Text excerpt:
Release process checklist etc

Bug to watch out for: The binary archives have a symbolic link to the
binary, rather than the binary, due to the directory structure's use of
links.

Observe that the Standard-FFI is _not_ portable between operating
systems, not even between SunOS 4 and SunOS 5.  The reason is different
name mangling (prepended underscore on SunOS 4, none on SunOS 5).  Thus
larceny.heap must be built for each system.  Annoying but it's the way
it is for now (see TODO for more info).

[Release]
  * Source freeze (in this order):                                
    - Branch source tree as branch-1-0-a1                         
      cvs rtag -b branch-1-0-a1 larceny_src                       
      cvs rtag -b branch-1-0-a1 larceny_doc                       
  * Source archive                                                
    - move version number on branch to 1.0a1                      
    - iterate until it works:
      - cvs export on branch-1-0-a1                               
      - run Scripts/release-1.0a1                                 
        *** It was necessary to fix the script to
            use rm -rf rather than rm -f on directories.
      - run ( cd Rts; BUILD_HOST=chez make config )

Supplied records:
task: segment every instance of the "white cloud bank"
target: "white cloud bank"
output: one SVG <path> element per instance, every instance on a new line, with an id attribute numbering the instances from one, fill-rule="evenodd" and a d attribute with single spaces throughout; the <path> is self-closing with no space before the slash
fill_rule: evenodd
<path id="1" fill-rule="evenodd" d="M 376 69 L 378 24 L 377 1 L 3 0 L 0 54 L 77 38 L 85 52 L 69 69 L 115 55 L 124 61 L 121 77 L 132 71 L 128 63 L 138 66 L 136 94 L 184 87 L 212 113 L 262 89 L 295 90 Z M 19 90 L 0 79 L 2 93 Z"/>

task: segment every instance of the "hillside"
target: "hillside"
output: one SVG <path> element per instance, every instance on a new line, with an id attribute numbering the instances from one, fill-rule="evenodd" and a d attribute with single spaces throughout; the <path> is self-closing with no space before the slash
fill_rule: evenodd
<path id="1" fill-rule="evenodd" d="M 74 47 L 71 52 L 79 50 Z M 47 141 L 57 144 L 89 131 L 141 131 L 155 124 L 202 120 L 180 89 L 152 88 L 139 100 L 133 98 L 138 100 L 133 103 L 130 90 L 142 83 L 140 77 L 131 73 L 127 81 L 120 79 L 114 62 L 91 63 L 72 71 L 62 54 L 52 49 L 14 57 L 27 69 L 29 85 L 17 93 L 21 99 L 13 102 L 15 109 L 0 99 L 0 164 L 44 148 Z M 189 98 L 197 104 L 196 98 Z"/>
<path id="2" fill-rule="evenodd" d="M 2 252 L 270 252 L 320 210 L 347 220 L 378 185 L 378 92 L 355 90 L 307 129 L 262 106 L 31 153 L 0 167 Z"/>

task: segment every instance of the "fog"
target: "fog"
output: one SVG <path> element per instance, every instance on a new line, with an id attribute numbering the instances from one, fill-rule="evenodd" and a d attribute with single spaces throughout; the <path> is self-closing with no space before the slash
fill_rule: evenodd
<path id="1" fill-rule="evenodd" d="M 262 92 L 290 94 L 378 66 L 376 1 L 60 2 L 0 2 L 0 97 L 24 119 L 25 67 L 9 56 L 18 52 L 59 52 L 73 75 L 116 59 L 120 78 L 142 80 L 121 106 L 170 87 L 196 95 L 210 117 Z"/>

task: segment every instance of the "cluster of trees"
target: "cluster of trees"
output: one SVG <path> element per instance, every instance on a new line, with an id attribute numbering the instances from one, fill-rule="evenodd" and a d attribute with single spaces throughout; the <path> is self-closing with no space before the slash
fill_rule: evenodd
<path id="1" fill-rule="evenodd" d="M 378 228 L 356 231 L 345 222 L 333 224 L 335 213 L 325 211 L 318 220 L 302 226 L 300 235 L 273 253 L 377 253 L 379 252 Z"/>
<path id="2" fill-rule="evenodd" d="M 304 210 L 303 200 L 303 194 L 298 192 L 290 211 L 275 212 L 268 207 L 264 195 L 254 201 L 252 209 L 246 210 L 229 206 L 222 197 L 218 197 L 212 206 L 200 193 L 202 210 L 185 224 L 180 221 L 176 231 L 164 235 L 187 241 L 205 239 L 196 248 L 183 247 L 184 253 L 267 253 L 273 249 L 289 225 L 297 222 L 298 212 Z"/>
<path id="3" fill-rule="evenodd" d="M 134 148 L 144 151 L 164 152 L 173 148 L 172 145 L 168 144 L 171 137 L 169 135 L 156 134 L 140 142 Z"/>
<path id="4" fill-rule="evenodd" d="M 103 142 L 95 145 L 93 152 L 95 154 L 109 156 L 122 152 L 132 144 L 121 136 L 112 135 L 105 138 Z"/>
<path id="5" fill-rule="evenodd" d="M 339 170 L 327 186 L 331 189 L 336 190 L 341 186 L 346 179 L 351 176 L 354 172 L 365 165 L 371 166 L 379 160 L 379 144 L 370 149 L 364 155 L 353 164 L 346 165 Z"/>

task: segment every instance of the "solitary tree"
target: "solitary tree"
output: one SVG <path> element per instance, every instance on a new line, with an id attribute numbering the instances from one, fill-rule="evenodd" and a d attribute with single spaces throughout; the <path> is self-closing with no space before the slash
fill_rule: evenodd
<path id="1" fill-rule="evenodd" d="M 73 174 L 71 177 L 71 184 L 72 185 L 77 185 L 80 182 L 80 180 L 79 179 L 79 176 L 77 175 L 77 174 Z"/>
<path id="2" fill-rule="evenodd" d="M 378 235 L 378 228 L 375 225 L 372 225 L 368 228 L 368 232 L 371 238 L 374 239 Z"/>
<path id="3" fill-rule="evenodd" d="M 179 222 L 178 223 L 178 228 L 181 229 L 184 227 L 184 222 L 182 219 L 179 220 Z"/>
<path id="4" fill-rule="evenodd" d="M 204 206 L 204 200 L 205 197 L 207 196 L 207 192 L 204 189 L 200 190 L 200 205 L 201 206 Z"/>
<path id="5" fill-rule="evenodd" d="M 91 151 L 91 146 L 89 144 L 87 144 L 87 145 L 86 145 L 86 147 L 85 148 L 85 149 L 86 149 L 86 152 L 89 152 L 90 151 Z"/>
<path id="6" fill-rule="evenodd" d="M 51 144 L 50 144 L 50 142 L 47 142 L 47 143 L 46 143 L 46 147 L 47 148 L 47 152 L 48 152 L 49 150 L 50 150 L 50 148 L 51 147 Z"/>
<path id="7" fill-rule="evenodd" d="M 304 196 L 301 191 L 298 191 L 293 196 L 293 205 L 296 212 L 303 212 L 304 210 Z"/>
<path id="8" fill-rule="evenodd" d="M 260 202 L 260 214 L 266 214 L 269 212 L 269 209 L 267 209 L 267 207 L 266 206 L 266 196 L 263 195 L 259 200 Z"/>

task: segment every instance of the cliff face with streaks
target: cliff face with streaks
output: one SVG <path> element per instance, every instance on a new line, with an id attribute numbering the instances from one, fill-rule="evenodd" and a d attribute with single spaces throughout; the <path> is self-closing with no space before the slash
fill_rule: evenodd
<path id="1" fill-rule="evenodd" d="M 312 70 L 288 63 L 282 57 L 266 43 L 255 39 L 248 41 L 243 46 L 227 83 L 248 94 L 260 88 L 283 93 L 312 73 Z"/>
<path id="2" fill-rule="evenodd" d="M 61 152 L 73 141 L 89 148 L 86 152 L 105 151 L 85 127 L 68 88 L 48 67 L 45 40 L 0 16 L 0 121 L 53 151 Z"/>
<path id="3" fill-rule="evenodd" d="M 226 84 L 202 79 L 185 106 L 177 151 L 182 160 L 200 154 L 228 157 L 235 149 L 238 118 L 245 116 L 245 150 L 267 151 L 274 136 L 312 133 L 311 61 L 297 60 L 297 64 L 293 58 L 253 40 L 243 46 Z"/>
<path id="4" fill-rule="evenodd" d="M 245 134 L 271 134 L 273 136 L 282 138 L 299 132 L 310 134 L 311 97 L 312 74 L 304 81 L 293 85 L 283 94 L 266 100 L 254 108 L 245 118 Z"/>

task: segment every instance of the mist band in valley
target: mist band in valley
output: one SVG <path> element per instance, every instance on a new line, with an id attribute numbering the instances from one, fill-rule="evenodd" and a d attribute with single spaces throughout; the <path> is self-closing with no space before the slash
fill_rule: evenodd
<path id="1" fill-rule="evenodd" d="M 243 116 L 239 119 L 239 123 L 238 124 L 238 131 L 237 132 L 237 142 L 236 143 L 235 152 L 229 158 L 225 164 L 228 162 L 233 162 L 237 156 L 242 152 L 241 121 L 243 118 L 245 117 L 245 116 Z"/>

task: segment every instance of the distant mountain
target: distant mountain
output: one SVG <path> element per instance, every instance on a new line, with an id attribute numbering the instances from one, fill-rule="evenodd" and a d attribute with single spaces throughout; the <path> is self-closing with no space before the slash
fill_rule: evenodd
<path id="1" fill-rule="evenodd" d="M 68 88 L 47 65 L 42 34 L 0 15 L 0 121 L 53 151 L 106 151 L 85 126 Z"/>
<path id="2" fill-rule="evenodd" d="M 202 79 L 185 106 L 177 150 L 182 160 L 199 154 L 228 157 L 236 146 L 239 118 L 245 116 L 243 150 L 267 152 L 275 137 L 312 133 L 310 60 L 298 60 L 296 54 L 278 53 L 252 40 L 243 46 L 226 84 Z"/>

Problems to work on:
1. Can you sum up the release checklist in three sentences?
2. Could you extract the rows from the very first line through the line containing "376 69 L 378", with both ends included, and reproduce them without any change?
The release checklist and the rows are unrelated material.

Answer set:
1. The binary archives contain a symbolic link to the binary rather than the binary itself, because the directory structure uses links. The Standard-FFI is not portable between operating systems, not even between SunOS 4 and SunOS 5, because their name mangling differs, so larceny.heap must be built for each system. For the release, the source tree is branched as branch-1-0-a1 with cvs rtag for larceny_src and larceny_doc; the version number on the branch is then moved to 1.0a1, and the source archive is iterated until it works by exporting the branch, running Scripts/release-1.0a1, and running the configuration step in Rts.

2.
task: segment every instance of the "white cloud bank"
target: "white cloud bank"
output: one SVG <path> element per instance, every instance on a new line, with an id attribute numbering the instances from one, fill-rule="evenodd" and a d attribute with single spaces throughout; the <path> is self-closing with no space before the slash
fill_rule: evenodd
<path id="1" fill-rule="evenodd" d="M 376 69 L 378 24 L 377 1 L 3 0 L 0 54 L 77 38 L 85 52 L 69 69 L 115 55 L 124 61 L 121 77 L 132 71 L 128 63 L 138 66 L 136 94 L 184 87 L 212 113 L 262 89 L 295 90 Z M 19 90 L 0 79 L 2 93 Z"/>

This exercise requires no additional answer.